Data extract
::::::

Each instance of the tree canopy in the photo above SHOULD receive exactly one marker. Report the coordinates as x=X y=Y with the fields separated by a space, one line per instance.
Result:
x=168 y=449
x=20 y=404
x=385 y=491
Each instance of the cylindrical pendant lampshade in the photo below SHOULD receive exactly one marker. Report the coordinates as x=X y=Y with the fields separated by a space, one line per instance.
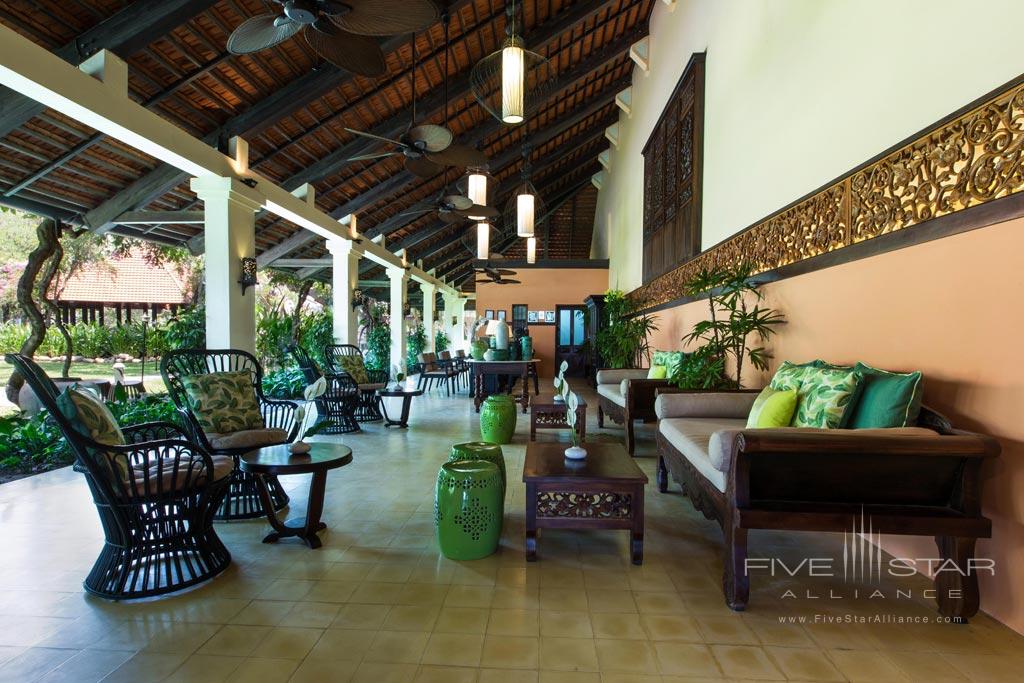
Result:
x=476 y=189
x=513 y=84
x=524 y=215
x=482 y=241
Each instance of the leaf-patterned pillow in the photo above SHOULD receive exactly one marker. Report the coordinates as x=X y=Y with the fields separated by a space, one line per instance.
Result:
x=90 y=417
x=223 y=402
x=354 y=367
x=825 y=397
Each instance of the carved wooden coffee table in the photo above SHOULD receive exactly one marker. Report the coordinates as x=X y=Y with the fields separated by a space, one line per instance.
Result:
x=546 y=413
x=605 y=491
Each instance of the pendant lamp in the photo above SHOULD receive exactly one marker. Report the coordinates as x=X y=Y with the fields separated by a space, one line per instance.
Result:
x=511 y=82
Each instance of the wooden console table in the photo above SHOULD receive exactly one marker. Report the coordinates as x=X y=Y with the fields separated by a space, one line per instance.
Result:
x=519 y=369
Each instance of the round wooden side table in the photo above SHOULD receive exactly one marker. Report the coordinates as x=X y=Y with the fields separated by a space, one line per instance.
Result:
x=276 y=460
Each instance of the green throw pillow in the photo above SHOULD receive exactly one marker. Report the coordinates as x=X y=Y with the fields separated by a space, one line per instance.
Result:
x=223 y=402
x=825 y=397
x=354 y=367
x=90 y=417
x=887 y=399
x=657 y=373
x=772 y=409
x=669 y=359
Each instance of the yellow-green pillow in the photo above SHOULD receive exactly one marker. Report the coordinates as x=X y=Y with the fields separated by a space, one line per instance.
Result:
x=223 y=402
x=772 y=409
x=657 y=373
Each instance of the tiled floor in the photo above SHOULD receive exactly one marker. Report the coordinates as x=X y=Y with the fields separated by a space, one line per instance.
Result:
x=379 y=603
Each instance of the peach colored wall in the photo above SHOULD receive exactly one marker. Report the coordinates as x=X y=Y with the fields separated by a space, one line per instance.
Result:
x=951 y=309
x=542 y=289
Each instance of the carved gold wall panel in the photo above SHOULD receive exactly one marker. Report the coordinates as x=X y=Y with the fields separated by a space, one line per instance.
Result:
x=971 y=160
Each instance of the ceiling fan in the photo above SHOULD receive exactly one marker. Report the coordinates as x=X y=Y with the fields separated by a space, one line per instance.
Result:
x=427 y=147
x=336 y=30
x=452 y=208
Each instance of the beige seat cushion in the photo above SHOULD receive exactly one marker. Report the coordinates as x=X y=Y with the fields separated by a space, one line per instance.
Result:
x=616 y=376
x=164 y=481
x=612 y=392
x=247 y=438
x=720 y=445
x=691 y=437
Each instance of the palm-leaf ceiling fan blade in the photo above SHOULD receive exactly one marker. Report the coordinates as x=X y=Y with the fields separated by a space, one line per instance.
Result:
x=459 y=155
x=422 y=167
x=357 y=54
x=379 y=155
x=386 y=17
x=434 y=138
x=258 y=34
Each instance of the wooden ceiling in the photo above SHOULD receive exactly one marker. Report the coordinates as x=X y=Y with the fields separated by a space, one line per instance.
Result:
x=293 y=108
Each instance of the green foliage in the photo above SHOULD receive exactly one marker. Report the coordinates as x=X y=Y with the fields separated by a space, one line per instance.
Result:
x=736 y=317
x=441 y=341
x=415 y=345
x=623 y=340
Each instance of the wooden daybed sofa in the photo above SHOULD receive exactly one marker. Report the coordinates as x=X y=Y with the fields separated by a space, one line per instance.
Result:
x=922 y=480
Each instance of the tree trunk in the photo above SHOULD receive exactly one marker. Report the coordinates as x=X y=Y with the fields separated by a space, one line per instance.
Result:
x=43 y=294
x=46 y=231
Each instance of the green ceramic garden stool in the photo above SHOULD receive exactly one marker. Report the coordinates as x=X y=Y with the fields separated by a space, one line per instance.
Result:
x=498 y=419
x=480 y=451
x=468 y=509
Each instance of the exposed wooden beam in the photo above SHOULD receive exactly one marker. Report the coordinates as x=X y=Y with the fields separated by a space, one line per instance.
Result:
x=160 y=217
x=124 y=33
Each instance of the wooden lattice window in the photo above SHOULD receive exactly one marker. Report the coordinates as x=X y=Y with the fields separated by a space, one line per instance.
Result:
x=673 y=171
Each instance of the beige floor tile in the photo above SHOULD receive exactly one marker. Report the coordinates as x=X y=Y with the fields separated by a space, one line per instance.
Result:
x=617 y=626
x=511 y=652
x=397 y=647
x=568 y=654
x=342 y=645
x=324 y=671
x=565 y=625
x=636 y=656
x=689 y=659
x=235 y=640
x=866 y=667
x=804 y=664
x=462 y=620
x=288 y=643
x=456 y=649
x=205 y=669
x=513 y=623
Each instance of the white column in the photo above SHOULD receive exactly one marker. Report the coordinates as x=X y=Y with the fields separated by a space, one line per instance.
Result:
x=229 y=236
x=429 y=297
x=399 y=282
x=344 y=281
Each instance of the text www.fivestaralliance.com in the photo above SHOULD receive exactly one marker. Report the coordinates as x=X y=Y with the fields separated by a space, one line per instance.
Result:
x=863 y=619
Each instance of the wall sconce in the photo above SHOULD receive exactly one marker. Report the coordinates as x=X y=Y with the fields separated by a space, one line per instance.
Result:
x=248 y=278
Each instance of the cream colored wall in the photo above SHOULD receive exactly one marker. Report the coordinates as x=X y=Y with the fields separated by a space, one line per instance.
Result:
x=798 y=92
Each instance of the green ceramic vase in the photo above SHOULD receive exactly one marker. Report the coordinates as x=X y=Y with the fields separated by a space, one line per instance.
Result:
x=480 y=451
x=498 y=419
x=468 y=509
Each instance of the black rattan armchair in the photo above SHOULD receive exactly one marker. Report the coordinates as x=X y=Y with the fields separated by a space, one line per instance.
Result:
x=158 y=518
x=242 y=500
x=369 y=408
x=338 y=404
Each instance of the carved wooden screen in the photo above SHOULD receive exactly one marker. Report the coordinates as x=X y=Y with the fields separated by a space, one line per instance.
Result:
x=673 y=170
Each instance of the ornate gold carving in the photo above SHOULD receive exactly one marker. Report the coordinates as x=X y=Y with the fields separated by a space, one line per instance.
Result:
x=969 y=161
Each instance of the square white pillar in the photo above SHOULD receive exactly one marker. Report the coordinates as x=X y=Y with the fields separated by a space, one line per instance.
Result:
x=229 y=236
x=399 y=288
x=344 y=281
x=429 y=298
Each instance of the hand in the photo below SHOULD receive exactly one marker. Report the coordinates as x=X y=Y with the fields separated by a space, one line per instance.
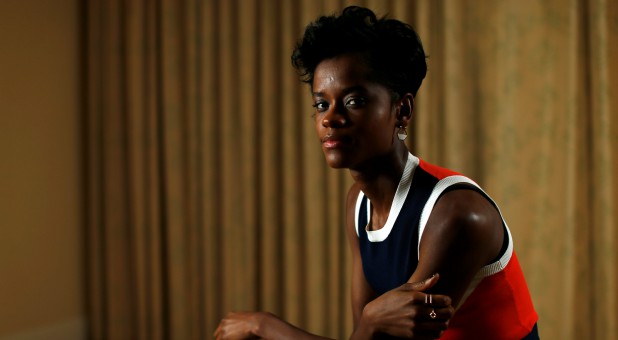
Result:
x=242 y=325
x=405 y=312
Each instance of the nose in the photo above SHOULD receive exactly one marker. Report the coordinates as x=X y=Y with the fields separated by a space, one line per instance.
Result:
x=333 y=118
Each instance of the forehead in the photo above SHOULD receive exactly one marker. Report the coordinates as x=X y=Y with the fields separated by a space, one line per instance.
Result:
x=343 y=71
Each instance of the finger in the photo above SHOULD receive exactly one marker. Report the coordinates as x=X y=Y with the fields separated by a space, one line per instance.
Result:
x=438 y=315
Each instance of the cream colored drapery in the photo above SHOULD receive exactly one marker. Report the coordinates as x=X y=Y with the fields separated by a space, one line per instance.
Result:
x=207 y=190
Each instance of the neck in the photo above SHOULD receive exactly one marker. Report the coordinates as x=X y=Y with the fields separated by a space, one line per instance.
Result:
x=379 y=178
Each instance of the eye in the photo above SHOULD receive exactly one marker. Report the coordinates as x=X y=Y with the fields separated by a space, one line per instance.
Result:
x=320 y=106
x=355 y=102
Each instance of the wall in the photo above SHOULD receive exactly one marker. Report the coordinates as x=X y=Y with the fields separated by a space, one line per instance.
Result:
x=41 y=255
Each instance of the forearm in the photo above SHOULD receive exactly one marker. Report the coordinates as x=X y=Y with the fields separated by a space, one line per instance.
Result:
x=271 y=327
x=362 y=332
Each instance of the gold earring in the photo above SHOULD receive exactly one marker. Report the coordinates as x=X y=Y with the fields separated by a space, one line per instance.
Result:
x=402 y=134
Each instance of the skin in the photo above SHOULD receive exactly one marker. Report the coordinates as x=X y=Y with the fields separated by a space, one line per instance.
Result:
x=357 y=122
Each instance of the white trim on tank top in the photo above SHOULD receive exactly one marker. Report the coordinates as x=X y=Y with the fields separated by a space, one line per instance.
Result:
x=400 y=196
x=401 y=193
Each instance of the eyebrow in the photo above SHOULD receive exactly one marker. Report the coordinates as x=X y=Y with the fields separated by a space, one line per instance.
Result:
x=346 y=91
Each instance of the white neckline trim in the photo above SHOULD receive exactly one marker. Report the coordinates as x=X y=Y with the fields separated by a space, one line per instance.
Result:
x=400 y=196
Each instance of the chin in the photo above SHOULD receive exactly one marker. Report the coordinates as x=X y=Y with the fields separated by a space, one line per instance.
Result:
x=336 y=161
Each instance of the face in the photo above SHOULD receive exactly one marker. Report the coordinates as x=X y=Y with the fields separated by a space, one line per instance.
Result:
x=355 y=117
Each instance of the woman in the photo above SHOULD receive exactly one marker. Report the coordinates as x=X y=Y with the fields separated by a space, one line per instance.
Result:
x=406 y=219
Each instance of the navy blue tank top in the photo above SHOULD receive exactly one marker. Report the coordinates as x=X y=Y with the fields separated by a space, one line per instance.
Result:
x=390 y=263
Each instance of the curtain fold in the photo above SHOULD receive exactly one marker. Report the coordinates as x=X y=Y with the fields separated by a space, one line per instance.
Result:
x=207 y=191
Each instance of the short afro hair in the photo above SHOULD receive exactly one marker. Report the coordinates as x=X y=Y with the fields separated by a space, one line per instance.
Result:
x=392 y=49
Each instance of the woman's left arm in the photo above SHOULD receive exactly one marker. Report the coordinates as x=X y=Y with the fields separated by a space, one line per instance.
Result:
x=464 y=233
x=259 y=325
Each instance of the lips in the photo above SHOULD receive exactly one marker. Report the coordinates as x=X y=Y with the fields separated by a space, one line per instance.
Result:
x=334 y=142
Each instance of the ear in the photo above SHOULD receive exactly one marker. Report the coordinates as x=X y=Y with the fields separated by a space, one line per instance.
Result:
x=406 y=108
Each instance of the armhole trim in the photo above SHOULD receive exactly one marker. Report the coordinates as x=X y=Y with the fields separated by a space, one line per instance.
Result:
x=442 y=185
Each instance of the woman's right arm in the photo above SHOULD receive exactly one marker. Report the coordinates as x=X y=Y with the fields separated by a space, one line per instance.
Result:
x=401 y=312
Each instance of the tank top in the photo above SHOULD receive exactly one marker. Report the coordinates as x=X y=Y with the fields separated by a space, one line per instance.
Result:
x=496 y=305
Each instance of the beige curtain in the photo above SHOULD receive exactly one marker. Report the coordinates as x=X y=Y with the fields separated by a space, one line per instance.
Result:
x=208 y=192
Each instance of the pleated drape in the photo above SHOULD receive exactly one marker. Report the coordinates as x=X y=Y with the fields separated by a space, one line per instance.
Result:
x=207 y=191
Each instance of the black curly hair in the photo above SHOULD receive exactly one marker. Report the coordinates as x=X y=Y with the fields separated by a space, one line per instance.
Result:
x=392 y=49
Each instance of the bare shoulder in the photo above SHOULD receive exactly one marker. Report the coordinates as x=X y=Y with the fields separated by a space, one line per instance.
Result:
x=466 y=211
x=464 y=233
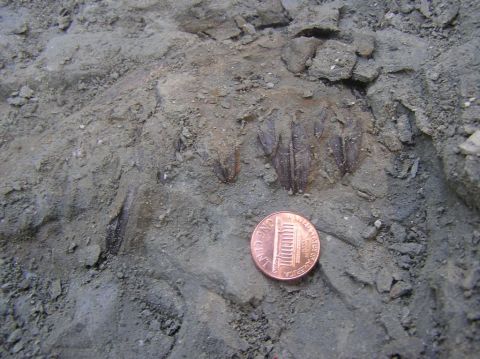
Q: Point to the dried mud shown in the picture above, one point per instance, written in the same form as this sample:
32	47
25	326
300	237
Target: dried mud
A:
142	141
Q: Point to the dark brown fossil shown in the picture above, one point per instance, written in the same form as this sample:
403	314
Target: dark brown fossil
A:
226	169
352	144
117	226
290	155
319	123
336	146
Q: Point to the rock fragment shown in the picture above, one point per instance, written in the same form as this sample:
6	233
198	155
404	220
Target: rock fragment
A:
404	128
472	279
318	20
334	61
64	20
396	51
472	145
270	13
26	92
400	289
89	255
384	280
412	249
364	43
55	289
15	336
399	232
370	233
226	169
365	71
296	53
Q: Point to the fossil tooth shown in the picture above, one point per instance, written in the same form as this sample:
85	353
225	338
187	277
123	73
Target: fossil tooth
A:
336	146
319	124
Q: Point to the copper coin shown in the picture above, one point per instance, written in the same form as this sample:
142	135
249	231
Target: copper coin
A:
285	246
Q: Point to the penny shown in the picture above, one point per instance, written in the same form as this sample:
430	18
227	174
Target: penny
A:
285	246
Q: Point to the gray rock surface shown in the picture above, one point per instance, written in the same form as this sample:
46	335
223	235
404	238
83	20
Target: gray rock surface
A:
334	61
298	51
320	19
133	173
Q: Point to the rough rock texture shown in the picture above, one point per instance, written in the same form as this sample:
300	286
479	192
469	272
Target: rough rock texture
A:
298	51
333	61
142	141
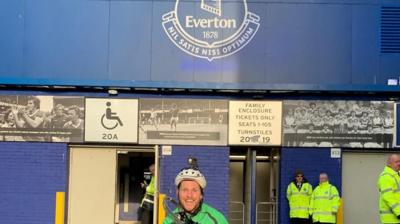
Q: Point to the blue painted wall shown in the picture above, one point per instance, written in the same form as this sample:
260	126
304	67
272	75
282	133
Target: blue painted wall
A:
328	44
31	174
213	163
312	162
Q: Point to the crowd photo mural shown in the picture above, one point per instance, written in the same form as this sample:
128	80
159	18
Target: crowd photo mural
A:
41	118
353	124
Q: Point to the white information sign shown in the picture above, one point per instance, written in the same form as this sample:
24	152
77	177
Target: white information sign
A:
111	120
255	122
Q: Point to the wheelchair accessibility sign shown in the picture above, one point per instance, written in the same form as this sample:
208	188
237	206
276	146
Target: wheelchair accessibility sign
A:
111	120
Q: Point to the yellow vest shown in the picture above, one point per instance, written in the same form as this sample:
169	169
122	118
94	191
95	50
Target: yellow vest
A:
389	196
324	204
299	200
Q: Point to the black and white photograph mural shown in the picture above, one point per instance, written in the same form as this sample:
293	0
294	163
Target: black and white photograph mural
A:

::::::

Exercise prompt
Can you put the part of the records above that opens with the line containing "Each instance of the wooden console" and closes with the line containing "x=276 y=460", both lines included, into a numbered list with blank lines left out?

Task result
1. Each instance of the wooden console table in the photo above SHOULD receive exactly one marker. Report the coordinates as x=X y=Y with the fields separated by a space, one line per instance.
2. Result:
3. x=519 y=369
4. Each instance of the round wooden side table in the photo above SHOULD receive exactly one marker. Report the coordinates as x=X y=Y with the fields separated by a space, one line per instance.
5. Result:
6. x=276 y=460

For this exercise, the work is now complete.